───── SUPPLIED PASSAGE ─────
This Is What An Hour And Three Minutes Gets Ya

HOW in the HELL did I not notice the style of shoes I bought were also available in 8 and a half? Buddha almighty. And, of course, I can't exchange mine now because they've been worn outside and stuff. What an idiot I am. I'm all tempted to just sit here for the rest of my evening stretching those shoes out, though, because I love them SO MUCH and, yeah, they pretty much literally massacred my feet last night. I love them, though! They're cooler than anything you own.

Look at them sitting over there in all their glory! Seriously, you guys... I'm in love.

I was still laughing a good portion of today over last night. Guys are funny, their priorities are just really really funny. It was so so nice, though, when we were just holding hands... For real. I dig that. He can be just such a sweetheart of a guy. I dunno if he's embarassed about last night... at the time I thought I was the far more embarassed one because I couldn't get him off but... I dunno. He's on MSN right now but he's not talking to me... should I say something to him? I mean, I've already got multiple convos going right now that is making it hard for me to actually write in here, but maybe I will say something to him...
───── RECORD EXTRACTS ─────
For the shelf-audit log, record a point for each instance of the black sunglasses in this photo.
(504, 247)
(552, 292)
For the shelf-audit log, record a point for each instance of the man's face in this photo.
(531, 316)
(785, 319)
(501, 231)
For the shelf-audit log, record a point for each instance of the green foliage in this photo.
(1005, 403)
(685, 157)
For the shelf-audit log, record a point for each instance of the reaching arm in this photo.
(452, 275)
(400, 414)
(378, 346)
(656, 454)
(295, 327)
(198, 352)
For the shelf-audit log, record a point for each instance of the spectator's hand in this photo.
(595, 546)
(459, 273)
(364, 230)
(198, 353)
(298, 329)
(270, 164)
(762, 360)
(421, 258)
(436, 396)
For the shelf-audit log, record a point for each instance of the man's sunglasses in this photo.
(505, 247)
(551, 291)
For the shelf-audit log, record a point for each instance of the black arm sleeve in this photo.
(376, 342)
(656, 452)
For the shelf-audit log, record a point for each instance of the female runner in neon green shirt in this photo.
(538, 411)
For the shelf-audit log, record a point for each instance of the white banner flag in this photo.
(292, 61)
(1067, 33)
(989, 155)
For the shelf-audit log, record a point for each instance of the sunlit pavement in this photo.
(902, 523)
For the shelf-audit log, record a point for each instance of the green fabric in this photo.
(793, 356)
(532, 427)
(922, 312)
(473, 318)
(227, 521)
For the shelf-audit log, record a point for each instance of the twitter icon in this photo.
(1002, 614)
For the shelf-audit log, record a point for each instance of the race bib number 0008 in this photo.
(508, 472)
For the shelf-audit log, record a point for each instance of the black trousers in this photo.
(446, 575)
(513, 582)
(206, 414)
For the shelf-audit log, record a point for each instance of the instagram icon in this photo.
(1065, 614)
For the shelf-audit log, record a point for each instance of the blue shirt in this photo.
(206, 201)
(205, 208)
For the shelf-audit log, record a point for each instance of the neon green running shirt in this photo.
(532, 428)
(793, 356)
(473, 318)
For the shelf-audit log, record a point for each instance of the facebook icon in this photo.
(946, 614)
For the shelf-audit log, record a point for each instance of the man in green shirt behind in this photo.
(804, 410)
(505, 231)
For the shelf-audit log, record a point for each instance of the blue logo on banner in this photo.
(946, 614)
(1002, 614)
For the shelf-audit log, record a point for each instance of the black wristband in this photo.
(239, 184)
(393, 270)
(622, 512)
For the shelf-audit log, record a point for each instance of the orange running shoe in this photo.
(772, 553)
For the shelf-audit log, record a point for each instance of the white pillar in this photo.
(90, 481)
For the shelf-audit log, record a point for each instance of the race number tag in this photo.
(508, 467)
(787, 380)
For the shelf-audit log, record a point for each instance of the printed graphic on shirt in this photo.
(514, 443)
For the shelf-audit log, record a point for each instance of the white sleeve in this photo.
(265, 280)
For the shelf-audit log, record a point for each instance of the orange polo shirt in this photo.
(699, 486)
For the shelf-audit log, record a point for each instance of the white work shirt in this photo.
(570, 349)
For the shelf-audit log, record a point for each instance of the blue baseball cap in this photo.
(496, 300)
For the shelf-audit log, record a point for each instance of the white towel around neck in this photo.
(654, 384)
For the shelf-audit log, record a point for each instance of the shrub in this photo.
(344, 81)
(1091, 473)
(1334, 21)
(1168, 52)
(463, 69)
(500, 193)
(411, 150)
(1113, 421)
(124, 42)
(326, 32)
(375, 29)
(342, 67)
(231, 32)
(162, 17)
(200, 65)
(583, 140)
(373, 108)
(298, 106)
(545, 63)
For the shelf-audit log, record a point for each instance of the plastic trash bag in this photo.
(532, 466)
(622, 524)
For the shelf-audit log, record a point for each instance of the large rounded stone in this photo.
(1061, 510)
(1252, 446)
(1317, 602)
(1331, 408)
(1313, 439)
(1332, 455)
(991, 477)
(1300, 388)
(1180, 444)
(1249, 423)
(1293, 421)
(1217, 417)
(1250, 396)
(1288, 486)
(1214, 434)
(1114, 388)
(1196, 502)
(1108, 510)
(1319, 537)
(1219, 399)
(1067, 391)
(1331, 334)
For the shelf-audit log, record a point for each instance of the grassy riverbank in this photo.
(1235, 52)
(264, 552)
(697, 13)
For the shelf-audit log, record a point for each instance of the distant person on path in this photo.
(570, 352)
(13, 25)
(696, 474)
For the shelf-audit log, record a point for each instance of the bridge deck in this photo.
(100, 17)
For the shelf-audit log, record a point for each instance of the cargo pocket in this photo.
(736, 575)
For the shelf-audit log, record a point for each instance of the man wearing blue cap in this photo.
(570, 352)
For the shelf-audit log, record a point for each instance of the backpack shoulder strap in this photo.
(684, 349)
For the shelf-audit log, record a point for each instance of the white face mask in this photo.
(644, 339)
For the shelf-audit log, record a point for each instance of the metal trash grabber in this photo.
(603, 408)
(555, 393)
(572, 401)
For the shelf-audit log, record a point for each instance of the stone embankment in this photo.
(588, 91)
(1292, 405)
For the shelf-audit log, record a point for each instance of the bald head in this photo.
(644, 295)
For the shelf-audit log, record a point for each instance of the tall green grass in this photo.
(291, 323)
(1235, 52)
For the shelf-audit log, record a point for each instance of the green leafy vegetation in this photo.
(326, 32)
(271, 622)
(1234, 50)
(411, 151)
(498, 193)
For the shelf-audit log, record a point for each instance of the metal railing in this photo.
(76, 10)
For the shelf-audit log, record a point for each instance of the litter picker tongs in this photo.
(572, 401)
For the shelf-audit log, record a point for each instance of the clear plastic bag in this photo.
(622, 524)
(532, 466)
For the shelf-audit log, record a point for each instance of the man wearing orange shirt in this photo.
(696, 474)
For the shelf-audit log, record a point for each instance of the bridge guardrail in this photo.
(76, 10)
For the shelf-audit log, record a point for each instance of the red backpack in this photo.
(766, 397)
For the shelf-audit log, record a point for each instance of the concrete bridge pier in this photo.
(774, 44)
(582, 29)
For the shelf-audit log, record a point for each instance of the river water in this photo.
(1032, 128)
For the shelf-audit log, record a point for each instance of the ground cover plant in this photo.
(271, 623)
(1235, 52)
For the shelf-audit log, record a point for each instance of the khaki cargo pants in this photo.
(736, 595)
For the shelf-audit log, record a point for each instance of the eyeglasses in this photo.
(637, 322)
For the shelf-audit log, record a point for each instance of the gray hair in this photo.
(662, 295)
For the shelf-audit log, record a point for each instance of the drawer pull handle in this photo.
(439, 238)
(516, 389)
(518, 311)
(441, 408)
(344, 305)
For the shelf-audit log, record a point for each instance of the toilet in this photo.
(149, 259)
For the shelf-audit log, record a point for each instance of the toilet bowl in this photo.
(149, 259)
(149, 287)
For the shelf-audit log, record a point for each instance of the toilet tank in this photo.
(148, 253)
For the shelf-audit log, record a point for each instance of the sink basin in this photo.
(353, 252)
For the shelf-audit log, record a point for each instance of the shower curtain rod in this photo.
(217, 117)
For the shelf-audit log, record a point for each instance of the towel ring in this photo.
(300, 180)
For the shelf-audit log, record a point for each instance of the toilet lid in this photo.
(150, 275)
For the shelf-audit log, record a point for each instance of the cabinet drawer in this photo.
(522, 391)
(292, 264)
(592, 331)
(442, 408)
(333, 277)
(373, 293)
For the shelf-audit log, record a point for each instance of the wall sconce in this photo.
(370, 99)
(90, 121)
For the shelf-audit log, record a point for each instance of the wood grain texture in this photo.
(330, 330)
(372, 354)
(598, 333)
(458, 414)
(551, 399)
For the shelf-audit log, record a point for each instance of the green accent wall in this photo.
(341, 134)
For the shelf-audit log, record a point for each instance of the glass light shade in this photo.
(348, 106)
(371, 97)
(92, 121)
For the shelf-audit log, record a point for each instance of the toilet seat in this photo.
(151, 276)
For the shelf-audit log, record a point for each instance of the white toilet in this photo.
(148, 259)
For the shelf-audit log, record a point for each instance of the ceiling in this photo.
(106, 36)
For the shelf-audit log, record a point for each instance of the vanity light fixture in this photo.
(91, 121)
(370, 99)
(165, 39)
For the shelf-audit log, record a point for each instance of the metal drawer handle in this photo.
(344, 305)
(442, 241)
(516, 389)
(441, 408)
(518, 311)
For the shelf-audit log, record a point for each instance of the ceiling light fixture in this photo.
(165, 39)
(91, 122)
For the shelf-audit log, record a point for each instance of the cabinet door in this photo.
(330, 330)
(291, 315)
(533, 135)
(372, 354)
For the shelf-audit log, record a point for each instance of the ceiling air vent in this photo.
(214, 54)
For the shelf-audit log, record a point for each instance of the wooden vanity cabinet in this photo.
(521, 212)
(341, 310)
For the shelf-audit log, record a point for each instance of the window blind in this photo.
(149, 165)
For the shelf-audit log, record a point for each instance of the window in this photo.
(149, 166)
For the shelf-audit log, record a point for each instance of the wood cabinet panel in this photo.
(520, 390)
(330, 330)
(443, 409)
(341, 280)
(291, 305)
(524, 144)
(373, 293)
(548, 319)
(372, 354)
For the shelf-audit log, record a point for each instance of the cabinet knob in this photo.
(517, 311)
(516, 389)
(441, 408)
─────
- PROBLEM REQUIREMENTS:
From the shoe post, pull out everything from "HOW in the HELL" down to "I'm in love.", word for word.

- THE ANSWER:
HOW in the HELL did I not notice the style of shoes I bought were also available in 8 and a half? Buddha almighty. And, of course, I can't exchange mine now because they've been worn outside and stuff. What an idiot I am. I'm all tempted to just sit here for the rest of my evening stretching those shoes out, though, because I love them SO MUCH and, yeah, they pretty much literally massacred my feet last night. I love them, though! They're cooler than anything you own.

Look at them sitting over there in all their glory! Seriously, you guys... I'm in love.